Short task
Please transcribe the forum thread about mirroring SVN forks with SubGit in full, word for word.

Given passage
Mirroring svn-forks

Our svn mono repos is primarily centered on our prop. game engine.

When they started their second game, they naturally enough branched /svn/Game1 → /svn/Game2 and continued merging engine and tool stuff between the two. And so on for Game3, etc.

When I set up subgit mirroring tho, I had to split these into discrete git repositories, with the result that they all have disconnected git histories.

It occurs to me that this is essentially svn-forking.

Would it be possible for subgit config to allow specifying forks?

    forks = true
    parent_fork = /svn/Game1
    child_forks = /svn/Game[0-9]+ /svn/Game/* /svn/well/why_be_consistent_eh

This would be equivalent to subgit converting /svn/Game1 → Game1.git, but when you reach the copy that creates Game2.git, you would simply clone Game1.git to create Game2, and Game1->Game or Game2->Game3.

It seems like the tricky part would be merges and a potential actual blocker would be: what if someone did a merge of
/svn/GameB-> /svn/GameA+/svn/GameC … it would be hard to do that, but never underestimate smart people’s ability to do really stupid things :)

Hi Oliver,

I’m afraid SubGit has no such feature make SVN forks and hardly it’ll be possible to implement such a feature in the near future. May I ask you, however, what would be the use for this feature in your case, is that to gather complete history of all the repositories? If so, then I think we might try to fetch the history to every particular Git repository, it may be possible depending on the configuration.

It would allow accurate reflection of the SVN history in an SCM like bitbucket / gitlab etc, but critically it would also allow for merges between repositories.

Records shown

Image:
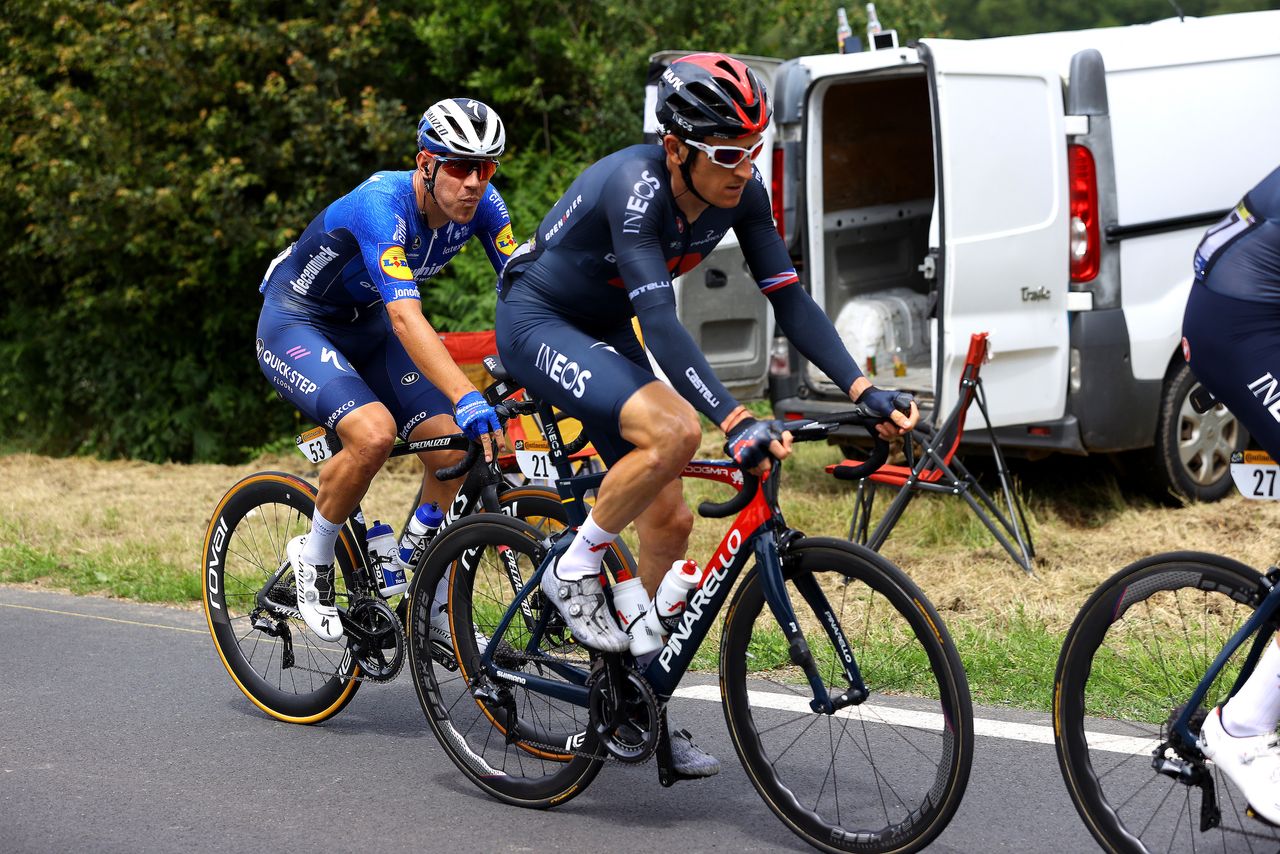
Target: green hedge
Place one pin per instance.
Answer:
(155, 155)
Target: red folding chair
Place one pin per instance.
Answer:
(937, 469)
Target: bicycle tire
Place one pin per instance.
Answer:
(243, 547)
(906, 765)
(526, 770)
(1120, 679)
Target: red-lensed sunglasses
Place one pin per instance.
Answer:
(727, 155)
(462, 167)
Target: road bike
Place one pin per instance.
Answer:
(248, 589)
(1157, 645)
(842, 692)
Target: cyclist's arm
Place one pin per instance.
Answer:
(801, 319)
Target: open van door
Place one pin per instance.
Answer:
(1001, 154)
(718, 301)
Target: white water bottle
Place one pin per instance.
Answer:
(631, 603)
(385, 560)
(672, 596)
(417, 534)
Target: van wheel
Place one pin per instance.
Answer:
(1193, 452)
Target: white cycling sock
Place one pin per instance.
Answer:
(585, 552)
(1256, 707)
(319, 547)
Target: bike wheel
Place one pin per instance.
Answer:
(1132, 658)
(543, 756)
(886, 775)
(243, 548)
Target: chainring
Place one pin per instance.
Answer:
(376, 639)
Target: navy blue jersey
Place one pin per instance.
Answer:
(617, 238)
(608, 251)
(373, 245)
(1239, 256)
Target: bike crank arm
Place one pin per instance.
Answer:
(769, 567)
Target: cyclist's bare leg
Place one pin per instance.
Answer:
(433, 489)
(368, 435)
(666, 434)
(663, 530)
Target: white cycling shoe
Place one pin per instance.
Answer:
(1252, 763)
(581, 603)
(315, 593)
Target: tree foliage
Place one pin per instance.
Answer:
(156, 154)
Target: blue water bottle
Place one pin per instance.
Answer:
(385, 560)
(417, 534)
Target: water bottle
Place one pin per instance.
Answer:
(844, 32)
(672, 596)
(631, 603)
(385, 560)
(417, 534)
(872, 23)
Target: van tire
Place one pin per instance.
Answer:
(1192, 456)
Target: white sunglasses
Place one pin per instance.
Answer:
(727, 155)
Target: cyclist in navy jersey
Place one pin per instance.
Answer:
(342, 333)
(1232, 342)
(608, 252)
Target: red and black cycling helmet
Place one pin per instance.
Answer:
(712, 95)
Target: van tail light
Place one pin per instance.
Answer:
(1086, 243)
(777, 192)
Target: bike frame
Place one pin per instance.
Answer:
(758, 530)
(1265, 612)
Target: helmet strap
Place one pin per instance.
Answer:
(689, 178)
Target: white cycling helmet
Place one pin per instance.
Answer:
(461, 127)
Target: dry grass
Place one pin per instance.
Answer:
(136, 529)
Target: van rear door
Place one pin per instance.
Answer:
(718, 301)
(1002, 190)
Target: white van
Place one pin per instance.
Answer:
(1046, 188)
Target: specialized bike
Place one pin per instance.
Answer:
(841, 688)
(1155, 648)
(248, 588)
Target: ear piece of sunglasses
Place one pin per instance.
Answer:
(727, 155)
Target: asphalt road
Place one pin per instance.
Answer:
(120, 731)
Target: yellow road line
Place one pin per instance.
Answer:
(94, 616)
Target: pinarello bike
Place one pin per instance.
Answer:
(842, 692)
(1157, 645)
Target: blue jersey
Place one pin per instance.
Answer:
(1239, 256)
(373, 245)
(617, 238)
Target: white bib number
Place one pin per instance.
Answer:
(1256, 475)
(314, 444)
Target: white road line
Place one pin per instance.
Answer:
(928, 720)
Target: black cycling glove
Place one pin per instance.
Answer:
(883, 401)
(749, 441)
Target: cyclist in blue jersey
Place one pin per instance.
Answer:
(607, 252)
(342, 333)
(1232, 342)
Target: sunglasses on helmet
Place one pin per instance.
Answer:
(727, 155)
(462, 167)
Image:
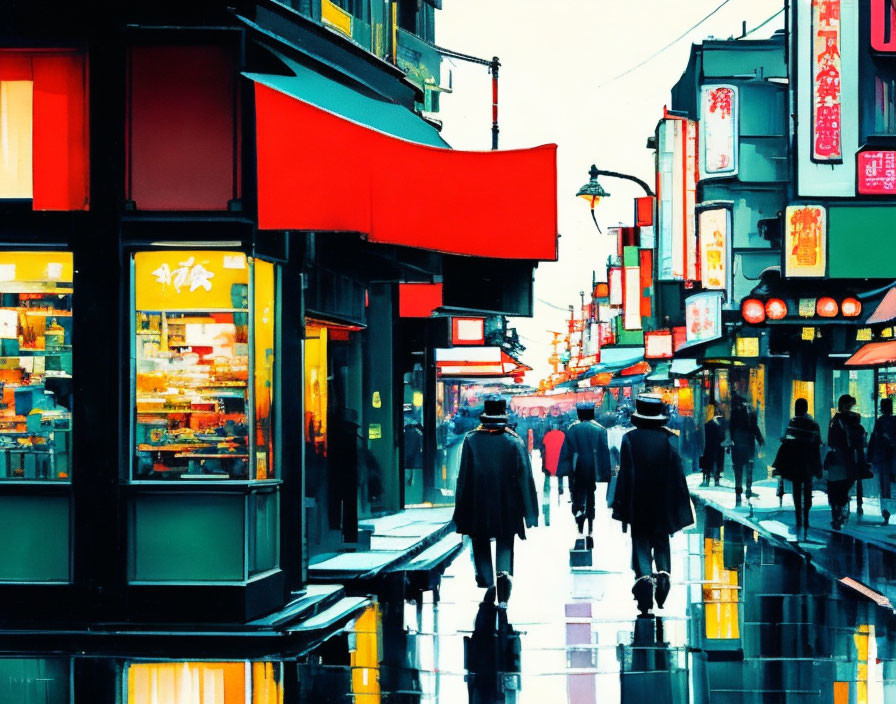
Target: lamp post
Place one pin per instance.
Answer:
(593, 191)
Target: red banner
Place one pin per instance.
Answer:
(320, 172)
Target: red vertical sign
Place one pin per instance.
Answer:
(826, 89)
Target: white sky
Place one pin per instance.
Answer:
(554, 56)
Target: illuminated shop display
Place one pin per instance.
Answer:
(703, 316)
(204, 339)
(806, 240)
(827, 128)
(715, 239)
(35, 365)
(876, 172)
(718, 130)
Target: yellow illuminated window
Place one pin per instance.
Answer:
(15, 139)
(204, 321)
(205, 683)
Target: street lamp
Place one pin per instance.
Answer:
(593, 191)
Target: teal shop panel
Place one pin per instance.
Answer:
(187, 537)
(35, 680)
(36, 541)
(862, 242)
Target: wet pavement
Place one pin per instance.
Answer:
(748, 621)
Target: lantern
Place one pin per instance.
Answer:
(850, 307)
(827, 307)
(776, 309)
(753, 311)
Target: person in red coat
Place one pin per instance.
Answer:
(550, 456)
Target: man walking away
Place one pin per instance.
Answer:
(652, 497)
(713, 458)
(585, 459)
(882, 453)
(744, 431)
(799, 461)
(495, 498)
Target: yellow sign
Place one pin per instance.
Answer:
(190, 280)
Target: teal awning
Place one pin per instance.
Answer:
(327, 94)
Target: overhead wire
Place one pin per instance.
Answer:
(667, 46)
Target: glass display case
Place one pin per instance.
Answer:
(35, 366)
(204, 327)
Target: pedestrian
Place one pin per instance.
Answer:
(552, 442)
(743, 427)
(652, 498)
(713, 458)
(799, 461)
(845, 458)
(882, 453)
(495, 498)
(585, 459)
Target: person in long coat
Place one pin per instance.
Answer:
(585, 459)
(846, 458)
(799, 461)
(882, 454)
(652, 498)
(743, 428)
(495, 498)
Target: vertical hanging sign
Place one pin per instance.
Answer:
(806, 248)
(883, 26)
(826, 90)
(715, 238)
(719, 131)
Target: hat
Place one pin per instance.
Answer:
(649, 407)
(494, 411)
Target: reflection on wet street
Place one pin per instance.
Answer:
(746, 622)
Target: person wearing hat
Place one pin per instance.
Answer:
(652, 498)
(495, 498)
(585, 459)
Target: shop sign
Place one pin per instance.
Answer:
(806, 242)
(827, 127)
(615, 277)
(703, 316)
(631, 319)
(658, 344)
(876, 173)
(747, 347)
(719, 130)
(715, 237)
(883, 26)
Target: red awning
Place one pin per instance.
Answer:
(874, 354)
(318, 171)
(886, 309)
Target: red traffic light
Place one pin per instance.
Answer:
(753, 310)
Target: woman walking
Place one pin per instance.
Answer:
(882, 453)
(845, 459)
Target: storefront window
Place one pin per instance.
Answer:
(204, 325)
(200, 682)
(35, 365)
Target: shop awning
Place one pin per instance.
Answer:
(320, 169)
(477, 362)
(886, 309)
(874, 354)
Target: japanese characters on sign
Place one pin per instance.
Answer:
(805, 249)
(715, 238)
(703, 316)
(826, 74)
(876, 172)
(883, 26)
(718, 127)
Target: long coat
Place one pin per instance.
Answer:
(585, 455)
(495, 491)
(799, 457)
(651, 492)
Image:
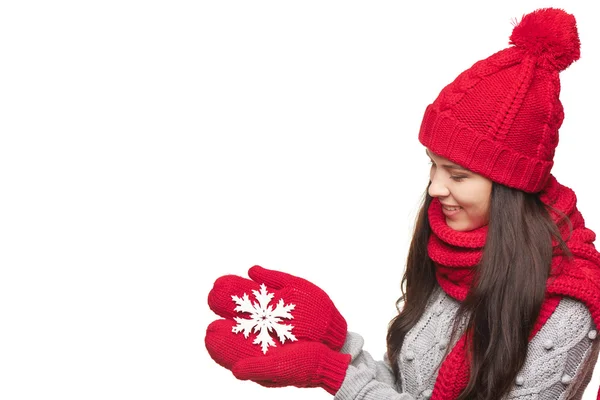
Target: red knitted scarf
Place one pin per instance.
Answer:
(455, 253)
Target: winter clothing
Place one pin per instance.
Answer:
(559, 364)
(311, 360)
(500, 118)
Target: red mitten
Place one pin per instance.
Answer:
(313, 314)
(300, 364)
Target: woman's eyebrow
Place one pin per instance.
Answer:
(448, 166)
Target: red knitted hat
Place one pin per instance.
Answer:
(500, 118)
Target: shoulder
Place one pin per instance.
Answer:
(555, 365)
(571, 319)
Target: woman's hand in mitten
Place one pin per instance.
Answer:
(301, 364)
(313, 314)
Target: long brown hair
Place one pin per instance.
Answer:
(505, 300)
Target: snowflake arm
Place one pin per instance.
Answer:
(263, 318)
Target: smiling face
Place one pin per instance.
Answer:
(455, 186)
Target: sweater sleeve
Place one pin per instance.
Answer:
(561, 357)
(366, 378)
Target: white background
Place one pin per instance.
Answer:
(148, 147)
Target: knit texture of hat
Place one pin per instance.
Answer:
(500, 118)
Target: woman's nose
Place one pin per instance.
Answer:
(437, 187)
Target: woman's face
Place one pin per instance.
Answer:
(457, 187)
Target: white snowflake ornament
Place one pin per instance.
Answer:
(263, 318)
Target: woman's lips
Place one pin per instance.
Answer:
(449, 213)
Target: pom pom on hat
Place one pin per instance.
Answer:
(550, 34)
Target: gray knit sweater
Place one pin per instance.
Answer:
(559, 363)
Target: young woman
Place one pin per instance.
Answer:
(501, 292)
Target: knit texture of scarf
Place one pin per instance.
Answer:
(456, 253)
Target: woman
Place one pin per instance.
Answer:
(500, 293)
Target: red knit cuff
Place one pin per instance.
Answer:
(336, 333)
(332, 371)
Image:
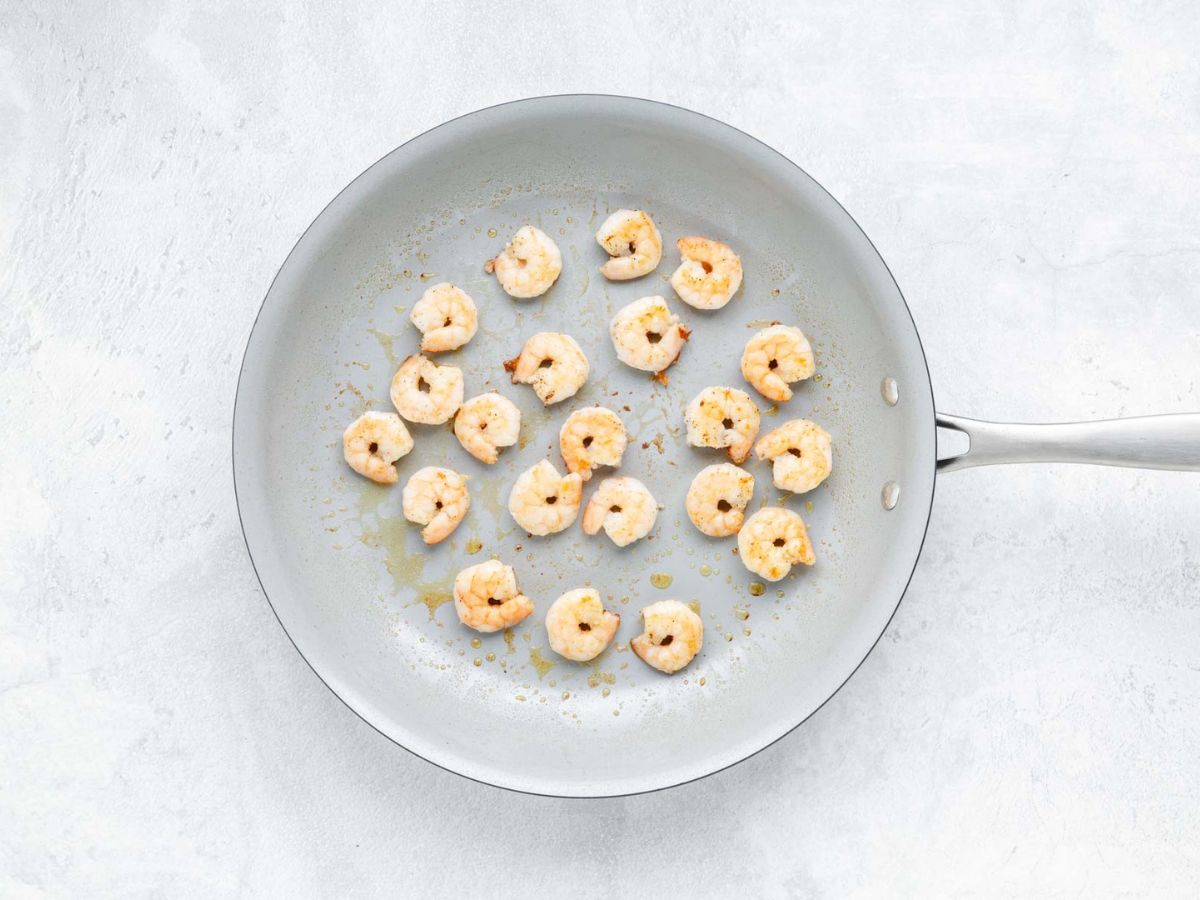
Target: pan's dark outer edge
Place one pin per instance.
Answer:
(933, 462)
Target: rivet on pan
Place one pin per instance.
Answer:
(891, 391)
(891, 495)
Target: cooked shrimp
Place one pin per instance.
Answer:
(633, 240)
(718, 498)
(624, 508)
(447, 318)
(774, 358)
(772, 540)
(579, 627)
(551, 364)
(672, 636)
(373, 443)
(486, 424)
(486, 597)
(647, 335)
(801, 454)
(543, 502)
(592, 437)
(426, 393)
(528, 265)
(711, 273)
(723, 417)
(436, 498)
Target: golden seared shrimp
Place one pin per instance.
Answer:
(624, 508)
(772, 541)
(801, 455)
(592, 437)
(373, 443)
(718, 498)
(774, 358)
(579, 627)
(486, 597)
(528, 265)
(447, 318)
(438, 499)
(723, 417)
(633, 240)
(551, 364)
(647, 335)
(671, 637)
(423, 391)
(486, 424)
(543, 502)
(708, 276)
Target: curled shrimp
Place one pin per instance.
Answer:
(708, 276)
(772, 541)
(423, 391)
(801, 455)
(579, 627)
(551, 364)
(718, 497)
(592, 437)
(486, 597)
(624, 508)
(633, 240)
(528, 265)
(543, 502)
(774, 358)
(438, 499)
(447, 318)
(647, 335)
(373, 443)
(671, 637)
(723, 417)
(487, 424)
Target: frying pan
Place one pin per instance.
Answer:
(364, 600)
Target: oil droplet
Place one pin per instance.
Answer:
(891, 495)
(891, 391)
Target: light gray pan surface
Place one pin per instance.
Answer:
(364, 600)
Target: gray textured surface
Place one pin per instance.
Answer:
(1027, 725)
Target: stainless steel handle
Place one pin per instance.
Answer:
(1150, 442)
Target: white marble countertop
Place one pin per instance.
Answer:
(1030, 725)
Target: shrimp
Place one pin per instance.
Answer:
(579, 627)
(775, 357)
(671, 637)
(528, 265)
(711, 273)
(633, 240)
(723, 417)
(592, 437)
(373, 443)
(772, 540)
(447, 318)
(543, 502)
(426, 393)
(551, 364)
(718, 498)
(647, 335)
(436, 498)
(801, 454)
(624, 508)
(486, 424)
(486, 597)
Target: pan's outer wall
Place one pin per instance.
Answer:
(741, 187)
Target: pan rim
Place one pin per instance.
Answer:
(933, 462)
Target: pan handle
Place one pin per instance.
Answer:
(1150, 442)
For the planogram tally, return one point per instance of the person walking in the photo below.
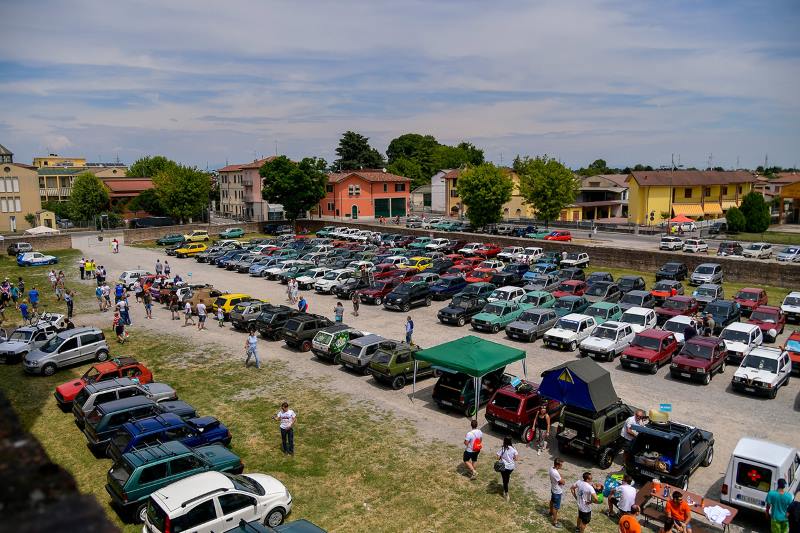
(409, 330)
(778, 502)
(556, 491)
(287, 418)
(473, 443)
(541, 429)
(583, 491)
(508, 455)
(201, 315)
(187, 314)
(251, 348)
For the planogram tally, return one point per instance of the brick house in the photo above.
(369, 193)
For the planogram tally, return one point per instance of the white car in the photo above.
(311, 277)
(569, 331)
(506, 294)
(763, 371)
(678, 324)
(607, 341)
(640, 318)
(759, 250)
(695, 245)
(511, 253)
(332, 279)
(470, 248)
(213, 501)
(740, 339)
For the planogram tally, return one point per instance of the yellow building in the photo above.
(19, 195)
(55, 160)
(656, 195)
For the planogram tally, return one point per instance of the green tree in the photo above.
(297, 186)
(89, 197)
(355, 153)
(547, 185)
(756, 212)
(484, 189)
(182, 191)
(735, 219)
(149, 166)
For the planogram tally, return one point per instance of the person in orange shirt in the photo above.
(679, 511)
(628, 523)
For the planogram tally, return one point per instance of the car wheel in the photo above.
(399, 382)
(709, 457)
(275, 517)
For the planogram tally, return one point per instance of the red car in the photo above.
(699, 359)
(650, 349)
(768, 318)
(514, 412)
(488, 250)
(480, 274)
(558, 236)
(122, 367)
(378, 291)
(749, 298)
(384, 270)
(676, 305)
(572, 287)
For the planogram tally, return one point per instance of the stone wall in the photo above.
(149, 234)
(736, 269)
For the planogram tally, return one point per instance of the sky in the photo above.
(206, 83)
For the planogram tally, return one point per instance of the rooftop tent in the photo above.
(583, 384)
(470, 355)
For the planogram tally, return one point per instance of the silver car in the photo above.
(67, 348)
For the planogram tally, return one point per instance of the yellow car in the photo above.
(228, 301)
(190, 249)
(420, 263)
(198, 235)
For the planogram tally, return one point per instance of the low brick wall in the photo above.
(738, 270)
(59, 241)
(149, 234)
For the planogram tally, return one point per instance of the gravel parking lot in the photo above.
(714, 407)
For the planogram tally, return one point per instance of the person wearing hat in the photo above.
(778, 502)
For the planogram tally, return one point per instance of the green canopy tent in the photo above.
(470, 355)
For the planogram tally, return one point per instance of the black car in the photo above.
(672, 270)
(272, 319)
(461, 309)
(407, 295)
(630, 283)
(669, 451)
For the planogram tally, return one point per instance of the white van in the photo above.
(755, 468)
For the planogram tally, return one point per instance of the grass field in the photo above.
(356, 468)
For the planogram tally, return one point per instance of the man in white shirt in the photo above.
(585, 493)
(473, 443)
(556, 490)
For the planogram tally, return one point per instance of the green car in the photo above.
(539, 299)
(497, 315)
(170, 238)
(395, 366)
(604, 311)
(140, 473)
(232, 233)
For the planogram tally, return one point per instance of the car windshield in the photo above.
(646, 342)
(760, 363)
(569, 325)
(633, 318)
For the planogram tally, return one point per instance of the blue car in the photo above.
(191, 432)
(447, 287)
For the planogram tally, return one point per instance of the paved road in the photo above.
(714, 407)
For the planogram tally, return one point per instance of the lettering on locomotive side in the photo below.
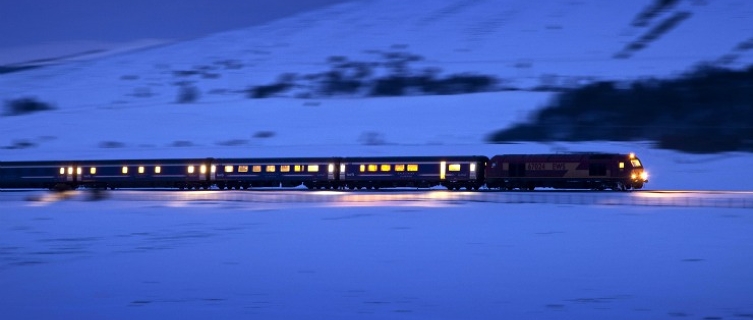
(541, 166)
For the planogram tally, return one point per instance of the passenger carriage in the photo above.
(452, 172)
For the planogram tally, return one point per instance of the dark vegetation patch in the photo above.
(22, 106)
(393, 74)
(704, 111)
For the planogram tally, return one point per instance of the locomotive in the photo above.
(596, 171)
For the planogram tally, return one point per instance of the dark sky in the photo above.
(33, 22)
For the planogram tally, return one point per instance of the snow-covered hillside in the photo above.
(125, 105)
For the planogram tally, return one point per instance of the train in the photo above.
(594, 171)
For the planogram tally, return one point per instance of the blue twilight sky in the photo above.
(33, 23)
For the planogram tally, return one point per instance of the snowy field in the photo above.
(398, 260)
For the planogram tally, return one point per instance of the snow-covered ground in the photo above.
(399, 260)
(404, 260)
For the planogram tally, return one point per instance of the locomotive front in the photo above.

Written reply
Mirroring svn-forks

Our svn mono repos is primarily centered on our prop. game engine.

When they started their second game, they naturally enough branched /svn/Game1 → /svn/Game2 and continued merging engine and tool stuff between the two. And so on for Game3, etc.

When I set up subgit mirroring tho, I had to split these into discrete git repositories, with the result that they all have disconnected git histories.

It occurs to me that this is essentially svn-forking.

Would it be possible for subgit config to allow specifying forks?

    forks = true
    parent_fork = /svn/Game1
    child_forks = /svn/Game[0-9]+ /svn/Game/* /svn/well/why_be_consistent_eh

This would be equivalent to subgit converting /svn/Game1 → Game1.git, but when you reach the copy that creates Game2.git, you would simply clone Game1.git to create Game2, and Game1->Game or Game2->Game3.

It seems like the tricky part would be merges and a potential actual blocker would be: what if someone did a merge of
/svn/GameB-> /svn/GameA+/svn/GameC … it would be hard to do that, but never underestimate smart people’s ability to do really stupid things :)

Hi Oliver,

I’m afraid SubGit has no such feature make SVN forks and hardly it’ll be possible to implement such a feature in the near future. May I ask you, however, what would be the use for this feature in your case, is that to gather complete history of all the repositories? If so, then I think we might try to fetch the history to every particular Git repository, it may be possible depending on the configuration.

It would allow accurate reflection of the SVN history in an SCM like bitbucket / gitlab etc, but critically it would also allow for merges between repositories.